Exercises
1. Retype the sturgeon article from "Vern St. John, left, and" up to and including "and cause damage.".
2. Which organizations does the sturgeon article name?
3. Answer these questions from the sturgeon article:
(a) On which lake is the sturgeon in the photo being held?
(b) How many lake sturgeon were in the Great Lakes in the late 1800s?
(c) From what kinds of environmental samples can researchers obtain eDNA?

Vern St. John, left, and Jeremy Hubbard hold a sturgeon on Indian Lake. Researchers are using eDNA to increase sturgeon numbers. (Photo courtesy of the U.S. Department of Agriculture)

GLADSTONE — Researchers from the Hiawatha National Forest and the Northern Research Station are using modern technology to bring back an iconic fish that was nearly wiped out by early 20th-century logging and commercial fishing.

Lake sturgeon are impressive creatures that can grow more than 8 feet long, weigh up to 300 pounds and live more than 100 years. In the late 1800s, there were as many as 15 million lake sturgeon in the Great Lakes. Commercial anglers regarded them as a destructive nuisance, as the large animals would get tangled in their nets and cause damage.

A common solution was to simply kill them on sight and toss them up on the banks, depleting their numbers to less than 1% of their 15 million peak. With such a scarce population, finding the fish these days can be exceedingly difficult.

That’s where eDNA comes in. Environmental DNA, or eDNA, is genetic material that is shed from organisms and then briefly persists in the environment — like pollen in the air from plants, or skin cells in the water from fish. Because researchers only need an environmental sample from the surrounding air, water or soil to obtain it, eDNA is ideal for finding hard-to-find animals like lake sturgeon.

Saved entries
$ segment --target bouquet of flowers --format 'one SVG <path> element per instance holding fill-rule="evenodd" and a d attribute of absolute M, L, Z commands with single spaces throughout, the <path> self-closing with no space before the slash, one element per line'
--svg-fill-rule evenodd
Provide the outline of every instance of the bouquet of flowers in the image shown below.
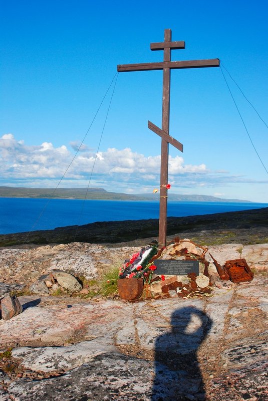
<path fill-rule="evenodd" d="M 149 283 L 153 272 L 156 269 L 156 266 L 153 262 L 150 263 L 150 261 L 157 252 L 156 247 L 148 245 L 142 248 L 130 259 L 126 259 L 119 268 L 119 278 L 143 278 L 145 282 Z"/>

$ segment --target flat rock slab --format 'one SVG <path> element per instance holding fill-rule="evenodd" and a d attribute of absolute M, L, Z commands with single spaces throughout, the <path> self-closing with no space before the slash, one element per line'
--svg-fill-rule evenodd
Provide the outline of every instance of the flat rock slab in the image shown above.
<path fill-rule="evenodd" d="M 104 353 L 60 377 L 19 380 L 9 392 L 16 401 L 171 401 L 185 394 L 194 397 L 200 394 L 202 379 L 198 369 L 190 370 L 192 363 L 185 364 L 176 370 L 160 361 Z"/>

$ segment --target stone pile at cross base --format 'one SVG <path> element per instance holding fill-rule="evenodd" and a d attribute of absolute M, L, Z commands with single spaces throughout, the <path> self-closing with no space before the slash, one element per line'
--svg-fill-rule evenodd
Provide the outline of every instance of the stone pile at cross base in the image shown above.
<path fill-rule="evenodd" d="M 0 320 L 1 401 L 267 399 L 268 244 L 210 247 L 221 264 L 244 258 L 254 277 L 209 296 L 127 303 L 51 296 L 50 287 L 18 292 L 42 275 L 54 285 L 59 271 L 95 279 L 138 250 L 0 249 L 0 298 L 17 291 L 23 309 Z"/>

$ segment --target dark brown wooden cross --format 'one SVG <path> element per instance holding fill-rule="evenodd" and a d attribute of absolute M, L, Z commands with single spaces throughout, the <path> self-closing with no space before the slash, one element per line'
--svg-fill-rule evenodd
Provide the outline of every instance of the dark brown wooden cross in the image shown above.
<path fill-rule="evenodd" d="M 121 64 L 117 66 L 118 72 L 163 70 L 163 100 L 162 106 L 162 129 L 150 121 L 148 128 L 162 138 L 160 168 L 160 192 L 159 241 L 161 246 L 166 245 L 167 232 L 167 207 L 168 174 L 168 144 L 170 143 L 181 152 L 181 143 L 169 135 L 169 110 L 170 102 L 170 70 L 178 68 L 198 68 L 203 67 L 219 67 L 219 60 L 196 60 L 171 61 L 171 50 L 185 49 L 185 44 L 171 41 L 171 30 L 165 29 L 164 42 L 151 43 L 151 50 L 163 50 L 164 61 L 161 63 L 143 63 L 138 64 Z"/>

Outputs by task
1.
Vern St. John, left, and Jeremy Hubbard hold a sturgeon on Indian Lake. Researchers are using eDNA to increase sturgeon numbers. (Photo courtesy of the U.S. Department of Agriculture)

GLADSTONE — Researchers from the Hiawatha National Forest and the Northern Research Station are using modern technology to bring back an iconic fish that was nearly wiped out by early 20th-century logging and commercial fishing.

Lake sturgeon are impressive creatures that can grow more than 8 feet long, weigh up to 300 pounds and live more than 100 years. In the late 1800s, there were as many as 15 million lake sturgeon in the Great Lakes. Commercial anglers regarded them as a destructive nuisance, as the large animals would get tangled in their nets and cause damage.

2.
Hiawatha National Forest
Northern Research Station
U.S. Department of Agriculture

3.
(a) Indian Lake
(b) As many as 15 million
(c) Air, water or soil